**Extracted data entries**

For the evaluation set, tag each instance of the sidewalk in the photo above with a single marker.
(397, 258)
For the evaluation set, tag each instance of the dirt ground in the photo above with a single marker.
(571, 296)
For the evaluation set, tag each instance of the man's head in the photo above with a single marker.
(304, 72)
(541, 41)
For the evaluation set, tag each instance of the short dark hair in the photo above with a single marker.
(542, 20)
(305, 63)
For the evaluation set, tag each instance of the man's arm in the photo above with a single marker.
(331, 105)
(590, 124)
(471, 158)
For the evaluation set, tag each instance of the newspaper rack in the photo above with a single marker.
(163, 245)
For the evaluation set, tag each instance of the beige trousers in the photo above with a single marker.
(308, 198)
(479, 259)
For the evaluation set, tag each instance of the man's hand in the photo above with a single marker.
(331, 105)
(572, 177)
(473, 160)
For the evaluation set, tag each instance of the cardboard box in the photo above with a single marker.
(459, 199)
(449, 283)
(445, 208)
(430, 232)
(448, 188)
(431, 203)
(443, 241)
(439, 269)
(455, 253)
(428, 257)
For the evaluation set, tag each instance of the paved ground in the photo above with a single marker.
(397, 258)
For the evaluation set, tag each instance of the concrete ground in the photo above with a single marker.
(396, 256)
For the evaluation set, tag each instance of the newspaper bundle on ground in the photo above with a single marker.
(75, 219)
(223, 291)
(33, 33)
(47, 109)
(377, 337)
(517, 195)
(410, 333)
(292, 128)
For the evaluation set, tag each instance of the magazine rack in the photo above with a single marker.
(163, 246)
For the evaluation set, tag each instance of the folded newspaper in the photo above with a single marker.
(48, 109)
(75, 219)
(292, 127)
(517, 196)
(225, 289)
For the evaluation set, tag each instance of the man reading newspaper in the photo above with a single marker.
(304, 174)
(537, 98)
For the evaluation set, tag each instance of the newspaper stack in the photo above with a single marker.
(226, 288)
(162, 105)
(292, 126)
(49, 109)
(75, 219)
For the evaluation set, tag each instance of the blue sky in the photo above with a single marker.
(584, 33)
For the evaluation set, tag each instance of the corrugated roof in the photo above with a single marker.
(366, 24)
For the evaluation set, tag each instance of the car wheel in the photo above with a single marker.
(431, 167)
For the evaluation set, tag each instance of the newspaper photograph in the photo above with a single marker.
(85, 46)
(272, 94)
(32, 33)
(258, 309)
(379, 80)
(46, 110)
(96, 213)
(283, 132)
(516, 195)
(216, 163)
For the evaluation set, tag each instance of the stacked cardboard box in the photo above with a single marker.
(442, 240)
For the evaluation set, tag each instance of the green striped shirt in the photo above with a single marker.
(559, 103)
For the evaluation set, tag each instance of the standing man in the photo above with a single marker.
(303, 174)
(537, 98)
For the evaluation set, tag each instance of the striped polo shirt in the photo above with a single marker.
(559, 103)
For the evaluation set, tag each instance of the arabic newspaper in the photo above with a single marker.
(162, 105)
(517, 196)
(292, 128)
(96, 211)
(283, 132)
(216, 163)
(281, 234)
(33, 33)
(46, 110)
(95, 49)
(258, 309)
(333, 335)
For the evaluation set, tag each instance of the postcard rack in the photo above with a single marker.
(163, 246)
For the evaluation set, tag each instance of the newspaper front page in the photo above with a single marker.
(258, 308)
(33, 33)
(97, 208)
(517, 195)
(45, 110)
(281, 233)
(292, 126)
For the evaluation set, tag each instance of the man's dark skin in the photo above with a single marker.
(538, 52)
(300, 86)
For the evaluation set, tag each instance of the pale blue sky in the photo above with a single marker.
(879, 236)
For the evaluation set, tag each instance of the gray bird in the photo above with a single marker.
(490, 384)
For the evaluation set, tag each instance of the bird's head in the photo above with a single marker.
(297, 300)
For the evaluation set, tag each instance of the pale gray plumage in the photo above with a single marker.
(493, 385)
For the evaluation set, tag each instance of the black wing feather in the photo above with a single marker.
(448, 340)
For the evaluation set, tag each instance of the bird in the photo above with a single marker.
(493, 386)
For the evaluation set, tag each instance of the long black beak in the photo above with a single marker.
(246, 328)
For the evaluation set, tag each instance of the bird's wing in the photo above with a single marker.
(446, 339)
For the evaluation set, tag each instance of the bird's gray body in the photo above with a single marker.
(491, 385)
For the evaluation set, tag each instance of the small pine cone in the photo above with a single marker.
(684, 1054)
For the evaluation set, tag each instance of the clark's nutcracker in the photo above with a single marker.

**Directions for this task**
Starting with the line that contains "For the evaluation set, tag each instance of the arabic", return each line through the last one of the data above, exactly as written and nothing more.

**Output for this task**
For the evaluation set, tag each instance of the arabic newspaper in the photo above with a single marker.
(162, 105)
(517, 196)
(292, 128)
(96, 211)
(283, 132)
(216, 163)
(281, 234)
(33, 33)
(46, 110)
(95, 49)
(258, 309)
(333, 335)
For the evaluation set, tag each instance of the postcard rack in the photo above with a single marker.
(163, 246)
For the evaluation set, tag each instance of the newspaper front page in the photo above with a single marker.
(258, 308)
(33, 33)
(97, 208)
(517, 195)
(45, 110)
(281, 233)
(292, 126)
For the evaluation set, tag each instance of the man's dark skin in the photo above with a single marker.
(538, 52)
(300, 86)
For the evaluation set, tag each instance of the pale blue sky in the photo above with a single marker.
(879, 236)
For the evaluation set, tag each instance of the gray bird in the photo above with a single marker.
(490, 384)
For the evaluation set, tag each instance of the bird's head in the photo above with a single marker.
(297, 300)
For the evaluation set, tag each instance of the pale gray plumage in the photo above with a single marker.
(493, 385)
For the evaluation set, tag each instance of the black wing feather in the photo above with a single marker.
(448, 340)
For the evaluation set, tag each instance of the bird in the photo above with a single marker.
(493, 386)
For the evaluation set, tag each instance of the long black beak in the photo above with a single marker.
(246, 328)
For the evaluation set, tag each instance of the bird's wing in the photo above with a single marker.
(446, 339)
For the evaluation set, tag each instance of the bird's gray body in the photo above with a single marker.
(491, 385)
For the evaluation set, tag each instance of the small pine cone in the photo above with a single marker.
(684, 1054)
For the evaluation set, tag each instance of the clark's nutcracker in the photo above with a single marker.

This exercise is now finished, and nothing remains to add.